Quoted passage ->
Since last fall, tens of thousands of physicians, medical practices and pharmacies nationwide, and their patients, have received notifications from some of the country’s largest Medicare Advantage plan providers, including health insurance giants UnitedHealthcare (UHC) and Humana, that the physicians, and entire provider groups, will be terminated from the insurers’ Medicare Advantage networks in 2014. The terminations, often with little or no explanation, have caused extensive disruption to doctor-patient relationships in many states.
In many instances, the terminations are accomplished through amendments to the physicians’ provider contracts with the insurers – amendments that are issued unilaterally and do not require the consent or signature of both parties. Such contract amendments often provide no recourse or appeal under the terms of the contract. Given the magnitude of the terminations and the lack of apparent recourse directly through the insurance companies, some medical associations, physicians and provider groups have chosen to pursue their claims in the courts, commencing litigation and challenging the terminations as violations of the insurer/provider contract.

[Point localization data]

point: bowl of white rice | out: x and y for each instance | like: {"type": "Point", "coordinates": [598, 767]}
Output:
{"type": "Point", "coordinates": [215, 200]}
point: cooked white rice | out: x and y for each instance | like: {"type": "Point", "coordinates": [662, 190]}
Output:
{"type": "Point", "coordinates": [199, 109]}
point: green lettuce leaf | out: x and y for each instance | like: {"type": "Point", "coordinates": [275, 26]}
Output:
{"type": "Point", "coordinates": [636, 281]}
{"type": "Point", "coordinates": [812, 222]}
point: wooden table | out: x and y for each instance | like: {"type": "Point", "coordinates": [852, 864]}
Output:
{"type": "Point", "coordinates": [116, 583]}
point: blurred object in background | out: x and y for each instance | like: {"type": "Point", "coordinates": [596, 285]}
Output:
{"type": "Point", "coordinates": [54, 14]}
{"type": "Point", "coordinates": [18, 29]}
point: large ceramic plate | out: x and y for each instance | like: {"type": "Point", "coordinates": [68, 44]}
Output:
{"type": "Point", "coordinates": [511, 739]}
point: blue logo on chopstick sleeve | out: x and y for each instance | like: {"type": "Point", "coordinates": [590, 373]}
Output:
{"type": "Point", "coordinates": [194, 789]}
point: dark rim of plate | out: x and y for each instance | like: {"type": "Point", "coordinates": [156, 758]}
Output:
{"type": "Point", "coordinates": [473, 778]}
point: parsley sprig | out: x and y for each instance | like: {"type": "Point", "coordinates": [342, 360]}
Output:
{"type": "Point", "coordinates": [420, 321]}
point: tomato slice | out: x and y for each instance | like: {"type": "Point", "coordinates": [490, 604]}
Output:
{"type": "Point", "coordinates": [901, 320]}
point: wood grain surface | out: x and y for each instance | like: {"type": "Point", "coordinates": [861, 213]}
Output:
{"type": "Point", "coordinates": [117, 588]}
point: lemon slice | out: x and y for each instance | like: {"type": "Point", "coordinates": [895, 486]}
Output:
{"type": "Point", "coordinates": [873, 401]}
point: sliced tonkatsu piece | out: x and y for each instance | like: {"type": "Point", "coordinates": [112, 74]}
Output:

Exercise prompt -> Reproduce the text above on Medicare Advantage network terminations from "Since last fall, tens" to "in many states.", substituting "removed" for "terminated".

Completed task ->
Since last fall, tens of thousands of physicians, medical practices and pharmacies nationwide, and their patients, have received notifications from some of the country’s largest Medicare Advantage plan providers, including health insurance giants UnitedHealthcare (UHC) and Humana, that the physicians, and entire provider groups, will be removed from the insurers’ Medicare Advantage networks in 2014. The terminations, often with little or no explanation, have caused extensive disruption to doctor-patient relationships in many states.